*Directions*.
When duplicating the records beneath this instruction, omit every picture and keep all else exact.

== == ==

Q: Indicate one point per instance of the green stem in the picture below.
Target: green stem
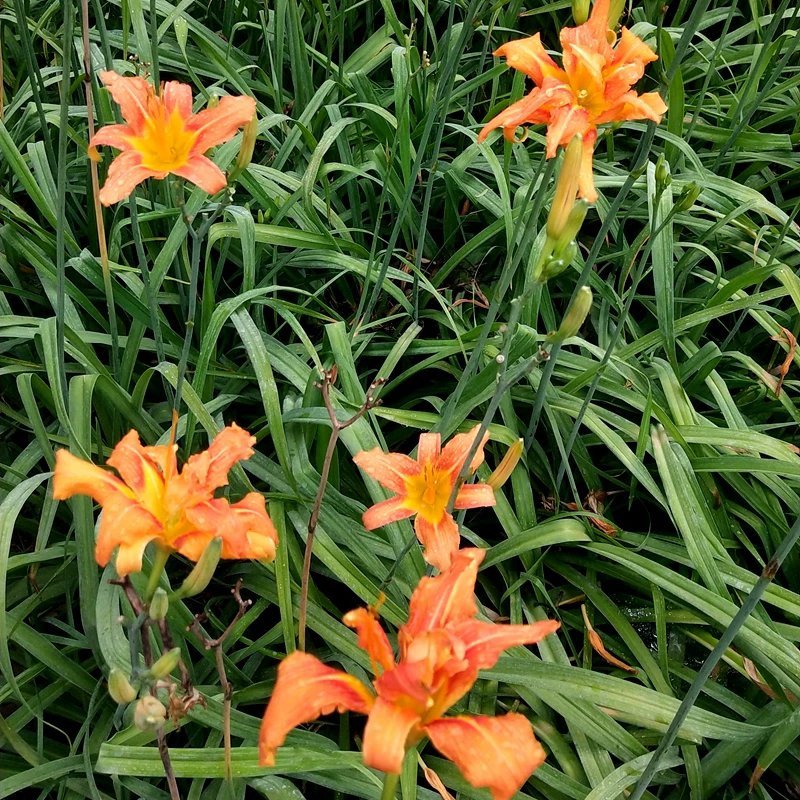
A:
(159, 561)
(390, 786)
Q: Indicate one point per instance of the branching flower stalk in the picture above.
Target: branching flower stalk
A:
(219, 658)
(371, 401)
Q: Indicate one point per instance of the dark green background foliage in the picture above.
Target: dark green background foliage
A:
(371, 232)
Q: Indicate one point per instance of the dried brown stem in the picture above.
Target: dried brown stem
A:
(328, 379)
(216, 646)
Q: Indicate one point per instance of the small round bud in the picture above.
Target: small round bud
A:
(119, 687)
(166, 663)
(149, 713)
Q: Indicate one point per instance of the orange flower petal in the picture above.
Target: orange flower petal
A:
(203, 172)
(210, 468)
(136, 468)
(216, 125)
(440, 539)
(126, 524)
(485, 641)
(457, 449)
(306, 689)
(447, 598)
(389, 469)
(133, 95)
(371, 638)
(177, 97)
(429, 447)
(529, 56)
(113, 136)
(495, 753)
(124, 175)
(386, 735)
(262, 537)
(74, 476)
(385, 512)
(475, 495)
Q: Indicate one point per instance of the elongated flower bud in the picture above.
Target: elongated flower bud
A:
(149, 713)
(575, 317)
(570, 228)
(119, 687)
(245, 156)
(504, 469)
(166, 663)
(202, 572)
(566, 188)
(159, 605)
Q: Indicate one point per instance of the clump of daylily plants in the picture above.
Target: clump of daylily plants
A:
(151, 502)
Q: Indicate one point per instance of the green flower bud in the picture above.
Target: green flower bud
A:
(159, 605)
(119, 687)
(663, 178)
(200, 576)
(149, 714)
(687, 197)
(575, 317)
(580, 11)
(165, 664)
(181, 28)
(571, 226)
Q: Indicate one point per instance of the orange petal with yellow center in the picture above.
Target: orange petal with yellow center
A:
(220, 123)
(446, 598)
(566, 123)
(475, 495)
(210, 468)
(306, 689)
(485, 641)
(440, 539)
(203, 172)
(114, 136)
(138, 470)
(389, 469)
(128, 525)
(387, 735)
(74, 476)
(133, 95)
(535, 107)
(385, 512)
(495, 753)
(455, 452)
(529, 56)
(371, 638)
(124, 175)
(634, 106)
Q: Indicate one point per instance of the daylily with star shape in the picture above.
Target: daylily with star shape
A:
(161, 135)
(594, 87)
(152, 502)
(442, 649)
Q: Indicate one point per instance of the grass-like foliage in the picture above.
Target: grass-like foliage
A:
(373, 249)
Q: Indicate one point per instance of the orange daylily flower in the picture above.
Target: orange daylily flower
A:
(152, 502)
(593, 87)
(423, 488)
(442, 649)
(162, 136)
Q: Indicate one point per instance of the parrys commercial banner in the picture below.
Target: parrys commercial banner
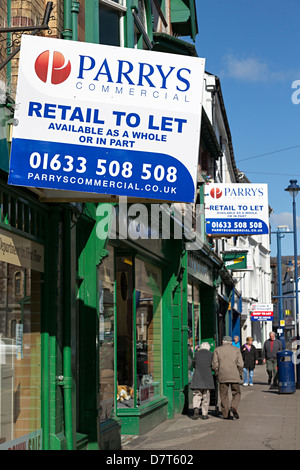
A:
(108, 120)
(236, 209)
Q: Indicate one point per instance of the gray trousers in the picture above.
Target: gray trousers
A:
(224, 397)
(201, 398)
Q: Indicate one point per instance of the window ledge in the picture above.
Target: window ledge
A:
(143, 409)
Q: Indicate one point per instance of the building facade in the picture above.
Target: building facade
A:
(97, 327)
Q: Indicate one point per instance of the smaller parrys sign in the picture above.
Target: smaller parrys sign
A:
(236, 209)
(261, 312)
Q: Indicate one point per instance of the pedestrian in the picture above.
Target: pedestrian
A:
(227, 364)
(236, 341)
(202, 381)
(249, 354)
(269, 354)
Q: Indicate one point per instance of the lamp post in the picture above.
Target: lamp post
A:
(280, 234)
(293, 189)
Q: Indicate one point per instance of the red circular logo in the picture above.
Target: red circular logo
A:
(52, 67)
(216, 193)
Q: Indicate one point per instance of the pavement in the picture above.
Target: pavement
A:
(268, 420)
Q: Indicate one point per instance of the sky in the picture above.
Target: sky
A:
(253, 46)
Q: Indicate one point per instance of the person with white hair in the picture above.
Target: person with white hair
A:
(202, 381)
(228, 365)
(269, 354)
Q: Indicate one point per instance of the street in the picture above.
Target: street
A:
(268, 421)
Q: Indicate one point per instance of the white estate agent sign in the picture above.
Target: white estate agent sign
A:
(108, 120)
(236, 209)
(261, 312)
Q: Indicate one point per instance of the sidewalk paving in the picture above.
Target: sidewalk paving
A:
(268, 421)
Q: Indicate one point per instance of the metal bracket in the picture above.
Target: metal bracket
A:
(21, 29)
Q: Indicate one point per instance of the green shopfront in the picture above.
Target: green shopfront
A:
(135, 295)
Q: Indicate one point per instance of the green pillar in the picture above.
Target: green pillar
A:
(92, 21)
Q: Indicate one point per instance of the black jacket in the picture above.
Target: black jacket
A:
(267, 353)
(202, 378)
(249, 357)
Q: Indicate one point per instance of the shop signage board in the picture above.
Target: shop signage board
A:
(261, 312)
(107, 120)
(236, 209)
(235, 260)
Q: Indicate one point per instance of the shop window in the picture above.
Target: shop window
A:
(138, 332)
(125, 344)
(18, 278)
(20, 352)
(111, 22)
(106, 281)
(193, 323)
(148, 331)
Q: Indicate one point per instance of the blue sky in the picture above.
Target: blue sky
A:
(253, 46)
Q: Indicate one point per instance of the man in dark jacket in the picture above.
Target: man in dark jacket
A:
(202, 381)
(269, 354)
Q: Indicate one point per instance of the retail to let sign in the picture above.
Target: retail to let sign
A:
(235, 260)
(236, 209)
(107, 120)
(261, 312)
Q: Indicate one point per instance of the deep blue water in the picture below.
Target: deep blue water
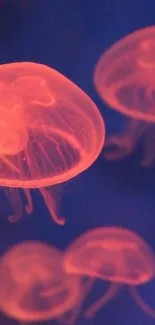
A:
(70, 36)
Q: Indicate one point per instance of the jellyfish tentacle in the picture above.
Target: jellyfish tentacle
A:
(113, 289)
(29, 205)
(16, 203)
(51, 205)
(141, 303)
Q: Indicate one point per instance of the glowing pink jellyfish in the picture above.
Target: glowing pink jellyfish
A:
(125, 79)
(50, 131)
(112, 254)
(34, 285)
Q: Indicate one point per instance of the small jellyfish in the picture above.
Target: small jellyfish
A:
(50, 131)
(34, 285)
(124, 78)
(116, 255)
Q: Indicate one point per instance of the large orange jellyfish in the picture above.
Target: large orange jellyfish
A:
(50, 131)
(125, 79)
(34, 286)
(112, 254)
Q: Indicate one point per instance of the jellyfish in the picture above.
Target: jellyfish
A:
(34, 285)
(124, 78)
(50, 131)
(116, 255)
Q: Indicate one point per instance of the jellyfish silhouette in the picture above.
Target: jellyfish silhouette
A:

== == ==

*Response to the exercise*.
Q: Indicate one point per instance of the green stem in the picture below.
Target: green stem
A:
(159, 561)
(390, 786)
Q: Indicate one point per instance of the branching flower stalk in the picture above.
Target: branching flower stalk
A:
(219, 658)
(371, 401)
Q: Indicate one point per instance of the dark green background foliage in the picture above.
Target: dark green background foliage
A:
(371, 232)
Q: Indicate one point per instance of the dried brown stem in the picture above.
Target: dried brown stem
A:
(328, 379)
(216, 646)
Q: Indicate one point per instance of the small round bud in the picture above.
Target: small round bud
A:
(119, 687)
(166, 663)
(149, 713)
Q: Indicate one point per instance of the orange flower petal in the picture above.
Target: orange flower petal
A:
(203, 172)
(210, 468)
(136, 468)
(216, 125)
(440, 539)
(126, 524)
(485, 641)
(457, 449)
(306, 689)
(447, 598)
(389, 469)
(133, 95)
(371, 638)
(177, 97)
(429, 447)
(529, 56)
(113, 136)
(495, 753)
(124, 175)
(386, 735)
(262, 537)
(74, 476)
(385, 512)
(475, 495)
Q: Indicate one point per instance of the elongated flower bud in the picture above.
Target: elongated flower bud
A:
(149, 713)
(575, 317)
(570, 228)
(119, 687)
(245, 156)
(504, 469)
(166, 663)
(202, 572)
(566, 188)
(159, 605)
Q: Indicate one point per instance of the clump of daylily plants in the picture above.
Target: clump of daylily plants
A:
(151, 502)
Q: Indicate one point per instance of the green flower bud in the picture above.
Target: green flower bud
A:
(159, 605)
(119, 687)
(663, 178)
(200, 576)
(149, 714)
(687, 197)
(575, 317)
(580, 11)
(165, 664)
(181, 28)
(571, 226)
Q: Indicate one point per instance of the orange petal with yellow center in the picture above.
Target: orange petal with yellow center
A:
(220, 123)
(446, 598)
(566, 123)
(475, 495)
(210, 468)
(306, 689)
(485, 641)
(440, 539)
(203, 172)
(114, 136)
(138, 470)
(389, 469)
(128, 525)
(387, 735)
(74, 476)
(133, 95)
(535, 107)
(385, 512)
(495, 753)
(455, 452)
(529, 56)
(371, 638)
(124, 175)
(634, 106)
Q: Indicate one point per instance of the daylily with star shape in the picture above.
Target: daylily with star shape
A:
(161, 135)
(594, 87)
(152, 502)
(442, 649)
Q: Indicate one point per instance of the grass-like foliage in the picture above.
Target: grass-like foliage
A:
(373, 249)
Q: Indicate one point per instance of the orange daylily flower in the picture above.
Target: orange daylily flower
A:
(152, 502)
(593, 87)
(423, 488)
(442, 649)
(162, 136)
Q: Indicate one point per instance of the parrys commercial banner in the picture below.
Target: parrys commercial banner
A:
(108, 120)
(236, 209)
Q: Indicate one point per instance of the gray trousers in the picture above.
Target: gray trousers
A:
(224, 397)
(201, 398)
Q: Indicate one point per instance of the window ledge in the picture above.
Target: window ledge
A:
(143, 409)
Q: Indicate one point per instance of the building facade in the picture above.
Target: building facade
A:
(97, 327)
Q: Indicate one point per instance of the smaller parrys sign in the picture above.
Target: smaller parrys sign
A:
(236, 209)
(261, 312)
Q: Indicate one point per instance of the pedestrian in the picture above.
Target: pedestrian
A:
(227, 364)
(236, 341)
(202, 381)
(249, 354)
(269, 354)
Q: Indicate one point per instance of the lamp post in the picture above.
Target: lamp post
A:
(280, 234)
(293, 189)
Q: Indicate one point per instance of the red circular logo in the picture above.
Target: red circular logo
A:
(52, 67)
(216, 193)
Q: Indicate one point per instance of the pavement in the picture above.
Target: pavement
A:
(268, 420)
Q: Indicate one point per instance of the sky in the picture above.
Target: sky
A:
(253, 46)
Q: Indicate one point per instance of the person with white hair in the picture above.
Target: person with white hair
A:
(202, 381)
(228, 365)
(269, 354)
Q: Indicate one point per instance of the street in the picture above.
Target: street
A:
(268, 421)
Q: Indicate one point per instance of the white estate agent sign in the picture above.
Target: white estate agent sign
A:
(108, 120)
(236, 209)
(261, 312)
Q: Indicate one point per instance of the sidewalk paving in the picture above.
Target: sidewalk paving
A:
(268, 421)
Q: Indicate one point per instance of the metal bracket in the picture above.
Target: metal bracket
A:
(21, 29)
Q: Indicate one point per instance of the green shopfront in the picture above.
Target: green shopfront
A:
(135, 295)
Q: Indicate one point per instance of the green pillar in the picture above.
Target: green pillar
A:
(92, 21)
Q: Indicate one point per instance of the black jacket in the picture above.
Target: black jacket
A:
(267, 353)
(202, 378)
(249, 357)
Q: Indicate one point per instance of the shop signage board in the picture above.
Target: shop signage board
A:
(261, 312)
(107, 120)
(236, 209)
(235, 260)
Q: Indicate one point per instance of the shop window in the picture above.
Target: shop window
A:
(138, 332)
(125, 344)
(18, 278)
(20, 352)
(111, 22)
(106, 281)
(193, 323)
(148, 331)
Q: Indicate one point per instance of the blue sky in the picture above.
Target: blue sky
A:
(253, 46)
Q: Indicate one point per instance of the man in dark jacket in the picture above.
Target: man in dark jacket
A:
(202, 381)
(269, 354)
Q: Indicate one point per instance of the retail to let sign in the picture above.
Target: retail to let sign
A:
(235, 260)
(236, 209)
(107, 120)
(261, 312)
Q: Indicate one point per instance of the deep blue water in the picture below.
Target: deep blue water
A:
(70, 36)
Q: Indicate one point per instance of the jellyfish tentacle in the picture above.
Target: jellyfish tentacle
A:
(113, 289)
(29, 205)
(16, 203)
(51, 205)
(141, 303)
Q: Indicate one point per instance of the glowing pink jellyfish in the picture above.
Target: glowing pink jellyfish
A:
(125, 79)
(50, 131)
(112, 254)
(34, 285)
Q: Indicate one point per instance of the small jellyfish in the picture above.
Target: small jellyfish
A:
(50, 131)
(34, 285)
(124, 78)
(116, 255)
Q: Indicate one point per instance of the large orange jellyfish in the picture above.
Target: large orange jellyfish
A:
(50, 131)
(125, 79)
(34, 286)
(112, 254)
Q: Indicate one point per instance of the jellyfish in the picture above.
Target: jellyfish
A:
(34, 285)
(124, 78)
(50, 131)
(116, 255)
Q: Indicate one point per instance of the jellyfish silhouette in the picture above.
Target: jellyfish silhouette
A:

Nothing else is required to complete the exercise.